### Instruction 1
Express the stretch of the records from the line containing "Tag every instance of the white ceiling" through the end of the records as a JSON list of strings, one string per line, leaving out blank lines.

::: Excerpted text

The Goal of Christianity Exposed: Take your money and rape your child
Widespread Sexual Child Abuse by Christian Clergy
Christian clergy have been under much scrutiny over a long series of scandals involving sexual child abuse.
The abuse has occurred in communities large and small, in private homes and in church. In 2008, the Pope was apologizing again, this time in person to President Bush, about the extent of the child sex abuse in the Catholic Church4 in the USA, and the Canadian prime minister made an official apology to his indigenous population, because “between 1870 and 1996, an estimated 150,000 indigenous children were wrenched from their homes and sent to Christian boarding schools, where many were sexually and physically abused”5. Not even schools have been safe from the secret violence. The worst frequency of abuse has been when Christians themselves live with other Christians, as we see in “Christianity and Sexuality: The Damaging Results of Faulty Teachings: 6. Internal Abuse” by Vexen Crabtree (2015).
In 2010 the Pope met with German senior Catholics to discuss 170 child abuse cases by German priests, and German Bishop Robert Zollitsch apologised again to victims of the abuse.6
In 2001 the Pope sent an apology by e-mail for a string of injustices committed by clergy in the Pacific nations, which included priests and missionaries forcing nuns to have sex and then abortions” — “Pope denounces ‘evil’ sex priests” (BBC News 2002)7
Father James Porter victimized 200 minors in the 12 years between 1960 and 1972 when he was active in the priestly ministry. Many of his victims report violent rape, cruel humiliation, and punishment that can only be described as sadistic. One priest who “saw” Porter rape a child defended him, when confronted by a parishioner, with response, “Father is only human.” In 1993 he pleaded guilty and was sentenced to 18 years in prison for a portion of his offenses.
Many priests, even those sent for psychiatric treatment for child abuse, are kept in positions of authority in the Church9. Maybe because the Church is lacking so many priests, and to expel them all would be too damaging to the structure of the Church.
More than a dozen suicides by priests facing public exposure of their sexual activity were recorded between 1990 and 199310.
8 solicitors representing 8 firms say that the “Catholic Church is incapable of stopping abuse and must be called to account. They have written a letter to The Times (17 January) saying that the Church is still covering up crimes by priests and is incapable of policing itself. They call for a full public inquiry not only into the Catholic Church but also into the Church of England”. The solicitors said: From cases we are handling currently, we are aware of some 41 Catholic priests who have been convicted of serious sexual offences in the recent past. Yet these very same organisations, particularly in the Catholic Church, have persistently ignored and in many cases covered up complaints of abuse and we believe these are the tip of the iceberg. The culture of cover-up has been embedded in the Catholic Church for decades if not centuries. The Times (2012 Jan 17)
In National Secular Society, Newsline (2012)11
On 2011 Sep 23, the IHEU (International Humanist and Ethical Union) spoke at the 18th session of the UN Human Rights Council, condemning the Vatican “for attempting to undermine democracy and human rights by insisting that child abuse cases be judged under the churches’ own rules of canon law rather than the laws of the state”12.

::::::
::: Supplied information

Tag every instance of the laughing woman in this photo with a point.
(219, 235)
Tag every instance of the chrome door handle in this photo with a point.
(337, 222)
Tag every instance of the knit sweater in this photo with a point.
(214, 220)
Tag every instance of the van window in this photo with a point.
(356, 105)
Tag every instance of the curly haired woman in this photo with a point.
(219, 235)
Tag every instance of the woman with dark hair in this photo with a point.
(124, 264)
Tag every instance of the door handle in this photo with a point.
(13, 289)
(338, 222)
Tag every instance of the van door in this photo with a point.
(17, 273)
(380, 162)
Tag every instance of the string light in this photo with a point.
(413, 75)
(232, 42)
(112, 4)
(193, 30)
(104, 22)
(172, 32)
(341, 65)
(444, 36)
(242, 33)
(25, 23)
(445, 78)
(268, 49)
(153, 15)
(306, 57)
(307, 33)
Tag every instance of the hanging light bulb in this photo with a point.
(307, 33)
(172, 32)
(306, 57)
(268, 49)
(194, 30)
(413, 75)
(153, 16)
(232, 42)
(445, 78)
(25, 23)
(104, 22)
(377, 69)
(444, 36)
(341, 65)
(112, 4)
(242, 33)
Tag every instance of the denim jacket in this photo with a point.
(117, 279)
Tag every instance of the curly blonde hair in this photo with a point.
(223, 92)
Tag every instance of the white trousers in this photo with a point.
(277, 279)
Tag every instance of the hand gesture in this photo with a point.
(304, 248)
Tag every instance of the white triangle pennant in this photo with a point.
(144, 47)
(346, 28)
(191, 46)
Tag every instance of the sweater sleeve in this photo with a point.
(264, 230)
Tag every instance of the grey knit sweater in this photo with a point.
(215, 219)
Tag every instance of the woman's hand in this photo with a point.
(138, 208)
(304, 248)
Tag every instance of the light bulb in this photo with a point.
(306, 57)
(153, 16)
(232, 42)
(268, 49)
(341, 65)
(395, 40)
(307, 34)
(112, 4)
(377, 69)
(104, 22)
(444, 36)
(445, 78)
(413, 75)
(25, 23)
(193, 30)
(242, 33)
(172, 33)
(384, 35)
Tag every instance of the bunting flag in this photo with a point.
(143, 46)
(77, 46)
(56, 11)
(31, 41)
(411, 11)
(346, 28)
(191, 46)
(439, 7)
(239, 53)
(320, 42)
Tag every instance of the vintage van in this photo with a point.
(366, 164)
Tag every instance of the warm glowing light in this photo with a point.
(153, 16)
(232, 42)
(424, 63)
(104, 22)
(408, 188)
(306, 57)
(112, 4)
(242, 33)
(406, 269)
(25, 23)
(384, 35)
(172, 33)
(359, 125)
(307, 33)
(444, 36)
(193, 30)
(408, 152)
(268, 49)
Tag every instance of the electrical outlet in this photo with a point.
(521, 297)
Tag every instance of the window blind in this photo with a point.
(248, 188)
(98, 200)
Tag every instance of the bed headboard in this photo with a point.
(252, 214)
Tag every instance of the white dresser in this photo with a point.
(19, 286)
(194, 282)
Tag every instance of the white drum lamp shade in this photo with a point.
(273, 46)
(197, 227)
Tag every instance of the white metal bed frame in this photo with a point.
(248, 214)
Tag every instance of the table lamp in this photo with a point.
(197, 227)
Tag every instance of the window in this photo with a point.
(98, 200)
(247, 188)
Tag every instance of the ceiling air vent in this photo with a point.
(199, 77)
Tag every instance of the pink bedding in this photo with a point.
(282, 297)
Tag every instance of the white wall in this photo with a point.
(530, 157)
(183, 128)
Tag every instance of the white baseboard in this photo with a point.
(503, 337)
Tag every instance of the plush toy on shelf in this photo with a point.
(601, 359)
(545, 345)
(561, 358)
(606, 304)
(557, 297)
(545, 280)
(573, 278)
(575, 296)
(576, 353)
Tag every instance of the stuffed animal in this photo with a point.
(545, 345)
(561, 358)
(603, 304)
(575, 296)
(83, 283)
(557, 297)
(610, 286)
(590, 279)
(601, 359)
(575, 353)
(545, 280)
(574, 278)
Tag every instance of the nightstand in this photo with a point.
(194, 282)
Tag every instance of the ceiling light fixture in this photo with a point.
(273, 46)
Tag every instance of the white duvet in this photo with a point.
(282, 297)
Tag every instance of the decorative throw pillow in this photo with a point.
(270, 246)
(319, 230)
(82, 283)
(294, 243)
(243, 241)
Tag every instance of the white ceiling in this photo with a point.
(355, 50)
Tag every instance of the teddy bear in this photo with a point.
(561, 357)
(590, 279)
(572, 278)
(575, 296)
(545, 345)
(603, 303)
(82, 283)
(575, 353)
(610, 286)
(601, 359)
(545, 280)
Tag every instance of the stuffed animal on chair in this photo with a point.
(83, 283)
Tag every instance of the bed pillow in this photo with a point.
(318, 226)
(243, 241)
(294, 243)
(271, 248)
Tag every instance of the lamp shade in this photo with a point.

::::::

### Instruction 2
Continue the text on child abuse by Christian clergy from its last sentence.

### Answer 1
[
  "Tag every instance of the white ceiling in this photo with a point.",
  "(355, 50)",
  "Tag every instance of the teddy bear in this photo with a point.",
  "(561, 357)",
  "(590, 279)",
  "(572, 278)",
  "(575, 296)",
  "(545, 345)",
  "(603, 303)",
  "(82, 283)",
  "(575, 353)",
  "(610, 286)",
  "(601, 359)",
  "(545, 280)",
  "Tag every instance of the stuffed animal on chair in this photo with a point.",
  "(83, 283)",
  "Tag every instance of the bed pillow in this photo with a point.",
  "(318, 226)",
  "(243, 241)",
  "(294, 243)",
  "(271, 248)",
  "Tag every instance of the lamp shade in this photo with a point."
]

### Answer 2
“Over 800 complaints of sexual abuse had been lodged against priests in 2008. However, only 10 of those complaints involved recent activity; most of the complaints involved alleged offenses in the 1960s and 1970s, and nearly all of the priests accused are deceased, retired, or otherwise inactive. Several dioceses declined to participate fully in the audits and child-protection programs suggested by the staff of the bishops’ conference. Bishop Fabian Bruskewitz of Lincoln, Nebraska, has consistently refused to allow audits.”National Secular Society (2009)14
Seven years earlier:“Thousands of newly released personnel files show that the Archdiocese of Boston went to great lengths to hide priests accused of abuse, including clergy who allegedly snorted cocaine and had sex with girls aspiring to be nuns. The first round of the documents, roughly 3,000 pages, on eight Roman Catholic priests were made public Tuesday on a Superior Court order. They included allegations that clergy sexually abused teenage girls and used cocaine and other drugs, and that one led a “double life” by carrying on an affair with a female parishioner. Many of the priests whose files were released are not among the 400 clergy members targeted in the dozens of lawsuits against the archdiocese. But attorneys for plaintiffs hope the documents show the archdiocese had a habit of transferring priests to other parishes even after accusations of child abuse.”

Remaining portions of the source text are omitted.